▶ To do
Rewrite the rows starting at the one that contains "tree with a bounding box? I'd be grateful." and ending at the one that contains "[405,85,484,194]". Keep the request wording unchanged, but multiply every bounding-box coordinate by 0.4 and round to whole numbers, with halves rounded up.

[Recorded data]
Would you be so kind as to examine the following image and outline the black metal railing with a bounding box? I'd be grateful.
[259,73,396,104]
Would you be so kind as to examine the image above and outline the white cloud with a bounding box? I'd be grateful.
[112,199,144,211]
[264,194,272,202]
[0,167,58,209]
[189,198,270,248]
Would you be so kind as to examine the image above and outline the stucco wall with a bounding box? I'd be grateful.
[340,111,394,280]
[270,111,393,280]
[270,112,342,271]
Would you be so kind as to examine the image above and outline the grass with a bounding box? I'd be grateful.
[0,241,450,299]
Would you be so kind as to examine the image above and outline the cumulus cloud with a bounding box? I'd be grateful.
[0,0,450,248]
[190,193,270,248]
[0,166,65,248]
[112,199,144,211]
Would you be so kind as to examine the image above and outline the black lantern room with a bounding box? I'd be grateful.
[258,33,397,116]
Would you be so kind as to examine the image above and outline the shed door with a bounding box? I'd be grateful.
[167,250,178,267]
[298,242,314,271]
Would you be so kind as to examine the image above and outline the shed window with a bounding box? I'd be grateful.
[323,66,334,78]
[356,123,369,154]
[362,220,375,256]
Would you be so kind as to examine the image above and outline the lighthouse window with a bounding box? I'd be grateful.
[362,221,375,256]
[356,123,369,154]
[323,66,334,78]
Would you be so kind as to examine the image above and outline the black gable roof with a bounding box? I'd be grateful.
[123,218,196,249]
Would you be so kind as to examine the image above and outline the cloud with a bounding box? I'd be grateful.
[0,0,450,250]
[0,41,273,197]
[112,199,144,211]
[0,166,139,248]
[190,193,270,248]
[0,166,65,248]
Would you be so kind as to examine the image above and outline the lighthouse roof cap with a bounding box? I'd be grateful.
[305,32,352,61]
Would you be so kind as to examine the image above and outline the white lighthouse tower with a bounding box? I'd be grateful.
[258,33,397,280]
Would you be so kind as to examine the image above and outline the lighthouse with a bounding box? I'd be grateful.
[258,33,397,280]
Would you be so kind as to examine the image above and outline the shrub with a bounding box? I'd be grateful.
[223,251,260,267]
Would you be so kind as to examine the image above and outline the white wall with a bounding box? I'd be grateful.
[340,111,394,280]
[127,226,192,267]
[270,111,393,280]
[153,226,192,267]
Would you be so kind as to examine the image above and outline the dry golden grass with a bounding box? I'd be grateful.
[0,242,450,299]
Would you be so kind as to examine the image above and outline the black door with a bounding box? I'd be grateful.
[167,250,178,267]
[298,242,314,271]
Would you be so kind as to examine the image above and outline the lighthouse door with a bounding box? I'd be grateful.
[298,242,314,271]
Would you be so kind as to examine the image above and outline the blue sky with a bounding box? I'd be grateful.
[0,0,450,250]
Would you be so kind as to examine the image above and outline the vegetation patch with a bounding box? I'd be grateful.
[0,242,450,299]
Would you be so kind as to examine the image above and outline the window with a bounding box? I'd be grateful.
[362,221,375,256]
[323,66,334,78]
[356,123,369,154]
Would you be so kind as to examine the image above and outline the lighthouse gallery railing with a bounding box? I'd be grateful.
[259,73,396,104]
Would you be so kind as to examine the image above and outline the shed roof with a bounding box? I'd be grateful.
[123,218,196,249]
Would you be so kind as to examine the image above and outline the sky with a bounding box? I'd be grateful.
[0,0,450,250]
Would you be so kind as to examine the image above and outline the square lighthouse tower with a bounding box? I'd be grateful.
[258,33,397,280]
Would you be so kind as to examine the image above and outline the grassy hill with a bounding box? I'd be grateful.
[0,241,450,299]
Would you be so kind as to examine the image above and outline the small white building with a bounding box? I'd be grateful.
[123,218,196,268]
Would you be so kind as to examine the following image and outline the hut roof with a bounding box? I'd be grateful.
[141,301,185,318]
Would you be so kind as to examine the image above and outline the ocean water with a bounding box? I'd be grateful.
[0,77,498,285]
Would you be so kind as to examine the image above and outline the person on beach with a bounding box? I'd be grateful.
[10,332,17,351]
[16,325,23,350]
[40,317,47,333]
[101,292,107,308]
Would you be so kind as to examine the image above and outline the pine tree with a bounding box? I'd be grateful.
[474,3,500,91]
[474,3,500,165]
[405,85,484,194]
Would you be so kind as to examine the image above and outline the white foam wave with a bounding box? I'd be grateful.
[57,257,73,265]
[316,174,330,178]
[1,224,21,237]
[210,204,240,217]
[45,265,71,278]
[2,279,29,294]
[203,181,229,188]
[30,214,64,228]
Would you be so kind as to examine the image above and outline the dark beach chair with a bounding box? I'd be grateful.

▶ The solution
Would you be so kind as to examine the image above and outline the pine tree with a bounding box? I'd be grateful.
[190,1,200,36]
[190,1,200,66]
[162,34,194,78]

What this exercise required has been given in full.